● **Coordinate annotation records**:
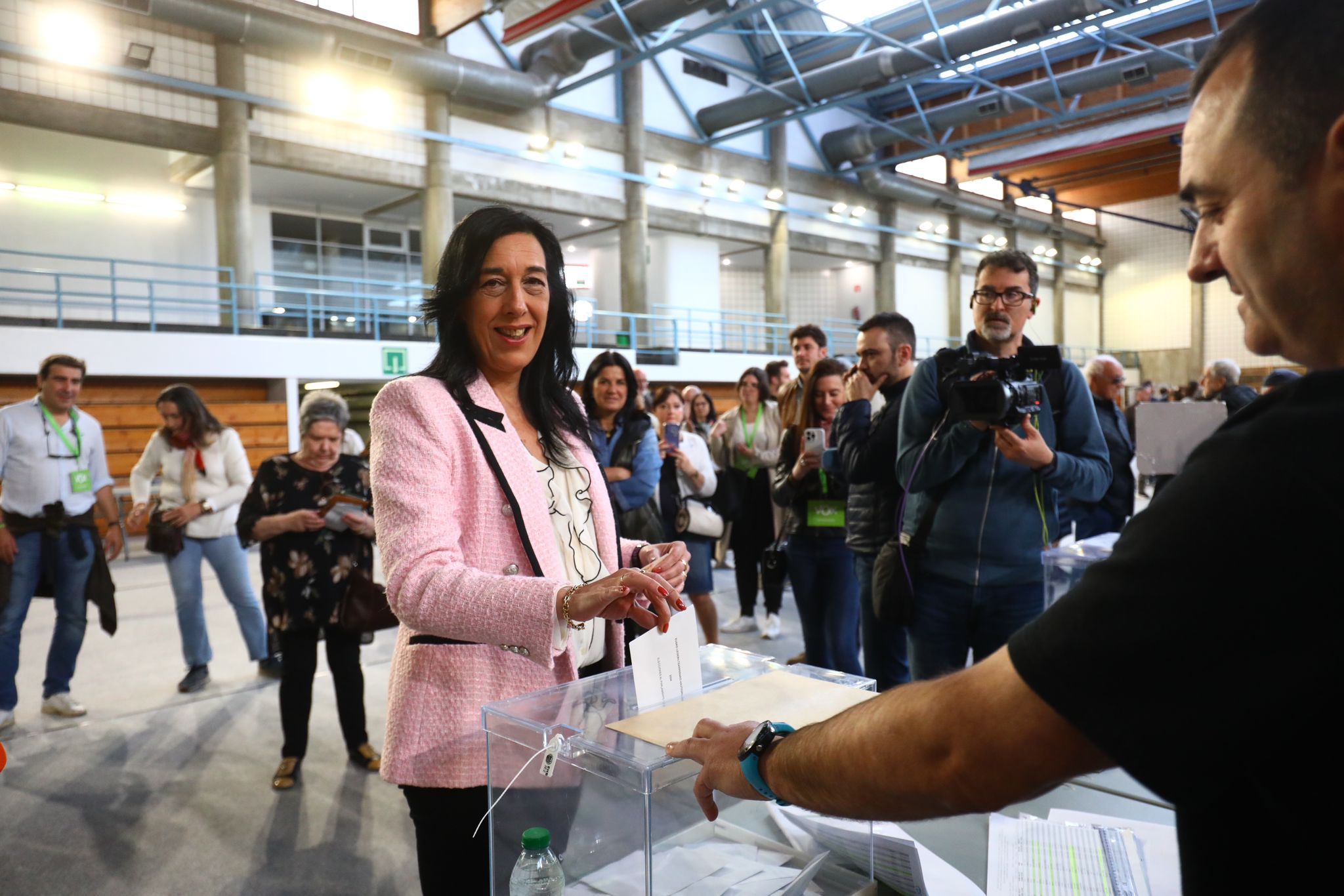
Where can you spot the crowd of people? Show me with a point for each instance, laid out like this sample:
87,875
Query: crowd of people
533,520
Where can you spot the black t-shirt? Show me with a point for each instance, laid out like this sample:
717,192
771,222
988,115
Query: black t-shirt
1202,655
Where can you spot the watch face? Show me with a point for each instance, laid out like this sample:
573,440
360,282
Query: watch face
761,734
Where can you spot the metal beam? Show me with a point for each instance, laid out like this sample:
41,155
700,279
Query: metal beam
669,43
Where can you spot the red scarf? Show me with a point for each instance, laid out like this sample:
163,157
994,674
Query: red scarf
183,441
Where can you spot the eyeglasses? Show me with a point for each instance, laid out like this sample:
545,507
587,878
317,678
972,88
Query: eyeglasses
1013,297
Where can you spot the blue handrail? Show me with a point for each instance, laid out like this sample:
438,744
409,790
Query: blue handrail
316,304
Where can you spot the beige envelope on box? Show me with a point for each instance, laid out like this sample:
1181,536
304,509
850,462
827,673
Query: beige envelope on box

● **Work to do**: Lay out every line of the items above as a JSON list of strings, one string per line, skipping blank lines. Omit the pictures.

● **Written reply**:
[
  "Where can you spot the crowd of people? Show me with a point for each instance, laid out like this sample:",
  "87,875",
  "Query: crowd of people",
  "533,520",
  "Where can you spot the black t-shirt? Show me with a point for each instance, laid out like this sample:",
  "717,192",
  "771,222",
  "988,115",
  "Query: black t-shirt",
  "1202,655",
  "Where can you spot the watch face? Show me with a point for each instance, laid out like this sample:",
  "573,440",
  "360,282",
  "Query: watch face",
  "761,734",
  "Where can you spot the metal beam? Show me with a point for each instance, laid out like this sample:",
  "41,155",
  "700,279",
  "Query: metal beam",
  "669,43",
  "Where can you spot the red scarf? Show me with a point for each instance, laid out like this sample:",
  "163,157",
  "994,674",
  "Query: red scarf",
  "183,441",
  "Where can you spot the eyeglasses? Show me with a point for each instance, laid out like this sample:",
  "545,507",
  "587,878",
  "317,678",
  "972,88",
  "Query: eyeglasses",
  "1013,297",
  "Where can you spot the blue handrail? Show me with a point for each instance, laid out like this sample:",
  "438,744",
  "409,790",
  "Query: blue handrail",
  "316,304",
  "Where can you spot the beige envelope on box? Show me with a point for each instance, laid out like this sample:",
  "1181,536",
  "304,509",
  "850,462",
  "827,673",
  "Query: beige envelope on box"
]